■ EXCERPT PROVIDED ■
Lay media coverage has wildly overplayed the adverse risks of the new hepatitis C drugs, an expert says
The mainstream media has been slammed over its coverage of a recent report linking the new hepatitis C medications with liver failure and other serious side-effects.
Professor Gregory Dore, head of the viral hepatitis clinical research program at the Kirby Institute, said the story was a “beat up”, based on a “completely flawed” report of post-licensing adverse event data.
But outlets such as the New York Times, which ran the story with the headline “Are new drugs for hepatitis C safe? A report raises concerns”, were misleading patients and their reporting would spark unnecessary fears, he said.
Looking at FDA adverse data for the 12 months ending on June 30, 2016, the Institute for Safe Medication Practices report found 761 reports in which antivirals failed to work.
There were also 524 cases of liver failure and 1058 cases of severe liver injury globally linked to the direct-acting antivirals, such as Gilead’s Harvoni
and Sovaldi.

■ ENTRIES SUPPLIED ■
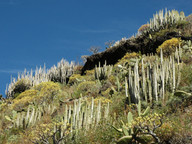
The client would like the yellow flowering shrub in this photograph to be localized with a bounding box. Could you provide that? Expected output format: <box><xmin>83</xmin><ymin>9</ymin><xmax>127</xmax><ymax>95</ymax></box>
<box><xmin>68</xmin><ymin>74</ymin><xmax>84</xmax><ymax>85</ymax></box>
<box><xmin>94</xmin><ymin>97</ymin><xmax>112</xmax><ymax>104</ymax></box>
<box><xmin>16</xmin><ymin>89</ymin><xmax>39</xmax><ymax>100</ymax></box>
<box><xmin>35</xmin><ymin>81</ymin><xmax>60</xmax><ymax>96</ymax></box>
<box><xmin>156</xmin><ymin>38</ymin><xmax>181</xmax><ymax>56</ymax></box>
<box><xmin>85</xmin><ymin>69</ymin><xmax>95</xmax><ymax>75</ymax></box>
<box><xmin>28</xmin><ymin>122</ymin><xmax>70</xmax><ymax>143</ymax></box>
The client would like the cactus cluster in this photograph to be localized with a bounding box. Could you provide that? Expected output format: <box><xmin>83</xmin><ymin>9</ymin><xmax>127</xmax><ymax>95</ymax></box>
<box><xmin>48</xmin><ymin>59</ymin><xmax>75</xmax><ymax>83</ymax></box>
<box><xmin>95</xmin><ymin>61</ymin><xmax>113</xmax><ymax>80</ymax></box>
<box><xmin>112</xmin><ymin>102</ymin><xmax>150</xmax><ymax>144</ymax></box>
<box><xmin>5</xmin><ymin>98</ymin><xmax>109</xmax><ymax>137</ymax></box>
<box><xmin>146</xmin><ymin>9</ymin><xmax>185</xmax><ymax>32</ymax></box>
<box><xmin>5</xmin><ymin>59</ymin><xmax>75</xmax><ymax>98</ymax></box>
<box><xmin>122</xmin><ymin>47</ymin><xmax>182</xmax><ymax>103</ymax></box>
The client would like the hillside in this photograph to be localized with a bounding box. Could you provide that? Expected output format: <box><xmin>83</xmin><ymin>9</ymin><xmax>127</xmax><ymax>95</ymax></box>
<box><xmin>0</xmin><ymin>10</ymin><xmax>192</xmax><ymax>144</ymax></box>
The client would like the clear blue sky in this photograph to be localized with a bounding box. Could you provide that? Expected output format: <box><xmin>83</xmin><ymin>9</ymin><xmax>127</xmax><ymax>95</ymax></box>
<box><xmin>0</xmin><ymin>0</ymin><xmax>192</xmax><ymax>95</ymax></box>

* * *

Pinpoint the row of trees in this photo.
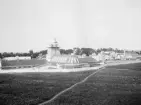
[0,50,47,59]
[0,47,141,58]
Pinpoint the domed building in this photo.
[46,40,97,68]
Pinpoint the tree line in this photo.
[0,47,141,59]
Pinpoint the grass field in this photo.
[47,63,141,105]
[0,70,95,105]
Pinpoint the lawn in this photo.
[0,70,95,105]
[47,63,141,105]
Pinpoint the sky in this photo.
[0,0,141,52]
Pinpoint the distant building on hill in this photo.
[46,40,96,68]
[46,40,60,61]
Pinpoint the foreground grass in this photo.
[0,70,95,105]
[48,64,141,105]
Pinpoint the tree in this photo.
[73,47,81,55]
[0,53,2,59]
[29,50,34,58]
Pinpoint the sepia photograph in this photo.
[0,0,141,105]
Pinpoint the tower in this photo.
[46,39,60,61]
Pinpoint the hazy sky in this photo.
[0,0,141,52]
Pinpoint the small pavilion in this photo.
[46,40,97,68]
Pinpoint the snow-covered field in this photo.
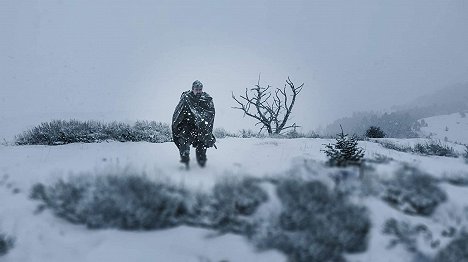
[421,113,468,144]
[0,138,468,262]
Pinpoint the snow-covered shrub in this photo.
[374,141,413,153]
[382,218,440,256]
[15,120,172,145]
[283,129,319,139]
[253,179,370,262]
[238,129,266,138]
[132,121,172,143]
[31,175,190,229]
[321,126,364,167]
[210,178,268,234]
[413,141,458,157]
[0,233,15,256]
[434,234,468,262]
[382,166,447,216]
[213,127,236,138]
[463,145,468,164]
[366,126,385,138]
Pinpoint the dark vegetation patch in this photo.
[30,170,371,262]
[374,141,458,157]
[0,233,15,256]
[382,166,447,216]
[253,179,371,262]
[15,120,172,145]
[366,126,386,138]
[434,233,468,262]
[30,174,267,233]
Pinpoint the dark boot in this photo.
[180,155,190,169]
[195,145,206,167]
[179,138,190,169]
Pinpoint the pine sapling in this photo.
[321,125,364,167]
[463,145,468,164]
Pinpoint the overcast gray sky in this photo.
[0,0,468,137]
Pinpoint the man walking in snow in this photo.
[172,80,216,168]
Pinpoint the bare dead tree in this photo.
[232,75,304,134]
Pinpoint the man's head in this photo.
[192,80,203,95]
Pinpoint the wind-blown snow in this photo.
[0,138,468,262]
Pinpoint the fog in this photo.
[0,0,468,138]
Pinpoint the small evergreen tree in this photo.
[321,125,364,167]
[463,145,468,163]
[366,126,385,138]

...

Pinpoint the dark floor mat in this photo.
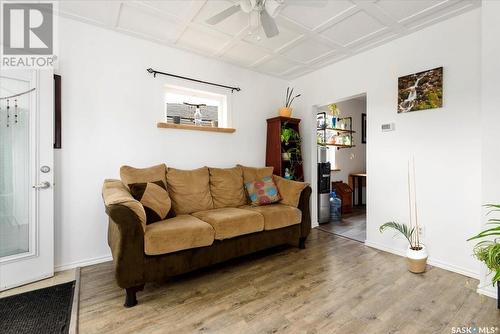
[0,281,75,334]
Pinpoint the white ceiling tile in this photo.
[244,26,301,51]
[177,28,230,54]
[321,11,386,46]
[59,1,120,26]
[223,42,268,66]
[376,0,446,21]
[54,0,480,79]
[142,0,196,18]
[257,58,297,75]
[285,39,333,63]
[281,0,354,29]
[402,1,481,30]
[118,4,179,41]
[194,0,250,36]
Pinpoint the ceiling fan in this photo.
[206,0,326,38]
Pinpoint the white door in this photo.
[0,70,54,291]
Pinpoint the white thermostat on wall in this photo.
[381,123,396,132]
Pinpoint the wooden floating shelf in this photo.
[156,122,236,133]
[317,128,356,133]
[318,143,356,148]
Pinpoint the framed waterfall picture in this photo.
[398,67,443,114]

■ SET OF TASKS ■
- 1) In the article on hepatitis C drug coverage, how many cases of liver failure did the report link to the direct-acting antivirals?
- 2) Pick up the article on media coverage of hepatitis C drugs after its final sentence and write the next part.
The records are unrelated to the text and come from another source.

■ ANSWERS TO THIS EXERCISE ■
- 1) 524 cases of liver failure, globally.

- 2)
Almost one in three patients who experienced liver failure died, the report said.
While the New York Times article acknowledged that in absolute numbers the risk was small, and that the report was not conclusive, “experts said the report was a warning that should not be ignored”, they wrote.
“We don’t want people to ignore it and lead to risks to patients,” Dr Robert Brown, director of the Center for Liver Disease and Transplantation, at New York-Presbyterian at Columbia University Medical Center, was quoted as saying.
“We don’t want people to overreact and not treat patients who should be treated.
“A lot of doctors are unclear about it, and if doctors are unclear, patients are too.”
But the report included no clinical information on stage of liver disease nor the presence of liver failure at time of drug commencement, Professor Dore pointed out.
“Patients with liver failure get put onto those drugs, and the reality is that not everyone can be rescued from advanced liver failure,” he said.
It was well known that a significant proportion, possibly around a third, of patients with existing liver failure had either no significant improvement or further progression, Professor Dore added.
“So to then attribute that to a toxicity of the therapies is an incredibly poor evaluation of the existing evidence,” he said.
“It’s misleading, it’s concerning to patients obviously and it is just not consistent with any of the evidence from trial studies that have evaluated these medicines safety.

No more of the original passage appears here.